### Your goal
Please reproduce the listing in its entirety, exactly as shown.
───── Record set ─────
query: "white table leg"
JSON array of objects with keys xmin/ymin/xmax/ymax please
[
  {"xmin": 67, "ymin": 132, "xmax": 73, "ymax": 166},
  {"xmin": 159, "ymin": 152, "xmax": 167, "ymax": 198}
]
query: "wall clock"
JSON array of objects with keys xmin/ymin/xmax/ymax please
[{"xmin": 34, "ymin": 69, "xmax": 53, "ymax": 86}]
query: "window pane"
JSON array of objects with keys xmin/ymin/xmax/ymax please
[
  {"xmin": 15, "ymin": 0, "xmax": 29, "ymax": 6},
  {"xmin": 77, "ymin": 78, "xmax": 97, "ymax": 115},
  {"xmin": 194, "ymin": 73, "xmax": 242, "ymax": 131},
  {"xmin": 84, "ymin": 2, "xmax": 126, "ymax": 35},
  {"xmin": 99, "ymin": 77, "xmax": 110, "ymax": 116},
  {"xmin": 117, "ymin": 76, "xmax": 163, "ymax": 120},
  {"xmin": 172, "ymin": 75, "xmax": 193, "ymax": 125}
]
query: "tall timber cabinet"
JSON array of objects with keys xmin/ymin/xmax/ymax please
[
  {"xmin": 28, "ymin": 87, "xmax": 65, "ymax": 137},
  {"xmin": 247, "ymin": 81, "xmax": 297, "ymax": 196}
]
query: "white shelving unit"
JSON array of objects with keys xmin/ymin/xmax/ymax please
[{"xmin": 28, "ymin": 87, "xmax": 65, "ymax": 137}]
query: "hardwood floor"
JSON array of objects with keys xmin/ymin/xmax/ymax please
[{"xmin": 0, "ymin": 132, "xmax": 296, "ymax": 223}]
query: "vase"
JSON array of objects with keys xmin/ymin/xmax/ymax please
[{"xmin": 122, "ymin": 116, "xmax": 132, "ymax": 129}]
─────
### Written solution
query: "white table leg"
JSON array of objects with keys xmin/ymin/xmax/ymax please
[
  {"xmin": 67, "ymin": 132, "xmax": 73, "ymax": 166},
  {"xmin": 159, "ymin": 152, "xmax": 167, "ymax": 198}
]
query: "wall clock"
JSON array of objects with keys xmin/ymin/xmax/ymax please
[{"xmin": 34, "ymin": 69, "xmax": 53, "ymax": 86}]
query: "window pane"
JSON array of objects with keys xmin/ymin/xmax/ymax please
[
  {"xmin": 15, "ymin": 0, "xmax": 29, "ymax": 6},
  {"xmin": 77, "ymin": 78, "xmax": 97, "ymax": 115},
  {"xmin": 194, "ymin": 73, "xmax": 242, "ymax": 131},
  {"xmin": 84, "ymin": 2, "xmax": 126, "ymax": 35},
  {"xmin": 99, "ymin": 77, "xmax": 110, "ymax": 116},
  {"xmin": 117, "ymin": 76, "xmax": 163, "ymax": 120},
  {"xmin": 172, "ymin": 75, "xmax": 193, "ymax": 125}
]
query: "tall timber cabinet"
JSON array of objects with keys xmin/ymin/xmax/ymax please
[
  {"xmin": 28, "ymin": 87, "xmax": 65, "ymax": 137},
  {"xmin": 247, "ymin": 81, "xmax": 297, "ymax": 196}
]
query: "white shelving unit"
JSON array of objects with keys xmin/ymin/xmax/ymax please
[{"xmin": 28, "ymin": 87, "xmax": 65, "ymax": 137}]
query: "hardwood floor"
JSON array of objects with keys xmin/ymin/xmax/ymax please
[{"xmin": 0, "ymin": 132, "xmax": 296, "ymax": 223}]
query: "vase"
JSON array of objects with keys xmin/ymin/xmax/ymax please
[{"xmin": 122, "ymin": 116, "xmax": 132, "ymax": 129}]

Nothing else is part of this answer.